== GOAL OF THE EXERCISE ==
Please revise the material below by replacing "innermost" with "most central" wherever it occurs, and keep everything else the same.

** begin DATA LINES **

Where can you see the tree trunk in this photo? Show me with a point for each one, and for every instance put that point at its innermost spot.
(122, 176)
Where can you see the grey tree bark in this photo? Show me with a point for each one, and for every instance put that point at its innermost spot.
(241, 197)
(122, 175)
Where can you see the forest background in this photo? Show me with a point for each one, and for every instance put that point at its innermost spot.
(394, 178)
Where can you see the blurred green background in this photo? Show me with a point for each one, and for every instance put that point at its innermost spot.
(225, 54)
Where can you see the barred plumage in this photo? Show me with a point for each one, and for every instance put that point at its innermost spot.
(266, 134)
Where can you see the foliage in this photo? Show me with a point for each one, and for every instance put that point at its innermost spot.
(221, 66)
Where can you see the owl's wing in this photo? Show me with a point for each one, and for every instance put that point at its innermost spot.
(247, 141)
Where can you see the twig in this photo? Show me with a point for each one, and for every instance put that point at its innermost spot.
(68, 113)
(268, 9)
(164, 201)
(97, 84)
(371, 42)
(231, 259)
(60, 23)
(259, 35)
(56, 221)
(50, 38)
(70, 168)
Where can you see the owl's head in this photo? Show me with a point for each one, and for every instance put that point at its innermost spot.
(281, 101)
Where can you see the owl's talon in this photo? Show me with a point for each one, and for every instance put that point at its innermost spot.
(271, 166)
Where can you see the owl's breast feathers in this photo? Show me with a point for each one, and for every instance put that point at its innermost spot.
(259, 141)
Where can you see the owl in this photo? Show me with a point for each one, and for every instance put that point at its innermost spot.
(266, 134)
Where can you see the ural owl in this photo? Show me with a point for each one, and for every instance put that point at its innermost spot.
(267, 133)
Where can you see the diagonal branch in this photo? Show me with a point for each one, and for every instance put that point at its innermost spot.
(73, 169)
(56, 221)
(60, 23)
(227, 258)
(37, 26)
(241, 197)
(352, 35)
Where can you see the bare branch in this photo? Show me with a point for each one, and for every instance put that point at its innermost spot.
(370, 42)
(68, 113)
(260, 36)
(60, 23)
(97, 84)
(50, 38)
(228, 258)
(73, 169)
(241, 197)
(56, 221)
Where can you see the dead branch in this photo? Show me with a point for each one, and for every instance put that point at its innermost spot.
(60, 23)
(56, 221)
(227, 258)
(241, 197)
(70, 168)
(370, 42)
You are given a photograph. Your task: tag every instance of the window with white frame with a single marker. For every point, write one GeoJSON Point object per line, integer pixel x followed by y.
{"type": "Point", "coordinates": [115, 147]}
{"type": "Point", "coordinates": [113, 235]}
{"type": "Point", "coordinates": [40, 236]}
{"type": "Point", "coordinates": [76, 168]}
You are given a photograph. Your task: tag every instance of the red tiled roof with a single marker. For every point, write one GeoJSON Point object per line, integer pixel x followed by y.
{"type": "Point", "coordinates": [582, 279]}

** end DATA LINES **

== ANSWER TO THIS TASK ==
Where can you see the tree trunk in this photo? Show me with a point for each one, and for every instance put that point at its most central spot.
(122, 176)
Where can you see the grey tree bark in this photo? Show me with a point for each one, and for every instance put that point at its most central spot.
(241, 197)
(122, 175)
Where can you see the forest background in this photo? Show me with a point for each one, and for every instance put that point at its most central spot.
(394, 178)
Where can you see the blurred green background in this photo? Show me with a point for each one, and for every instance put that point at its most central spot.
(225, 54)
Where can you see the barred plumage in this photo? Show me with a point for each one, and for every instance put that point at its most central spot.
(266, 134)
Where can you see the foliage in this photo? Show me with a point for each one, and for every instance put that point at its most central spot.
(221, 66)
Where can you see the owl's wing in this photo? Show me with a point for each one, and for every instance put that point at its most central spot.
(247, 141)
Where can you see the twig in this photo? Show me with a point for each one, and for every instance put that point at its most central spot.
(68, 113)
(268, 9)
(164, 201)
(97, 84)
(371, 42)
(231, 259)
(60, 23)
(259, 35)
(56, 221)
(50, 38)
(70, 168)
Where can you see the owl's head in this photo? Show me with a point for each one, and for every instance put that point at its most central spot.
(281, 101)
Where can you see the owl's talon in this photo? Show me with a point for each one, and for every instance put that point at its most central spot.
(271, 166)
Where can you see the owl's breast feathers in this photo? Show me with a point for each one, and for every instance put that point at its most central spot.
(259, 141)
Where can you see the owl in this photo? Show me with a point for each one, and for every instance put that point at its most central spot.
(266, 134)
Where can you see the ural owl in this photo? Show me with a point for each one, and for every instance put that point at its most central spot.
(267, 133)
Where can you see the diagonal branch in this photo? Show me with a point for each one, and for every instance put that point at its most central spot.
(73, 169)
(56, 221)
(60, 23)
(227, 258)
(37, 26)
(241, 197)
(352, 35)
Where can you see the bare branch in this photo? Show me with a point for each one, and for every instance put that point at its most central spot.
(370, 42)
(68, 113)
(260, 36)
(60, 23)
(97, 84)
(50, 38)
(228, 258)
(73, 169)
(241, 197)
(56, 221)
Where can you see the dead branch in this photo? Show me with a point for each one, and for every instance put that point at its most central spot.
(60, 23)
(56, 221)
(227, 258)
(241, 197)
(70, 168)
(370, 42)
You are given a photograph. Your task: tag every instance of the window with white frame with a single marker. For every point, write one GeoJSON Point object per line, integer pixel x followed by y.
{"type": "Point", "coordinates": [115, 147]}
{"type": "Point", "coordinates": [113, 235]}
{"type": "Point", "coordinates": [40, 236]}
{"type": "Point", "coordinates": [76, 168]}
You are given a photograph. Your task: tag every instance of the red tiled roof with a single marker. For every point, write one GeoJSON Point object per line, integer pixel x followed by y.
{"type": "Point", "coordinates": [582, 279]}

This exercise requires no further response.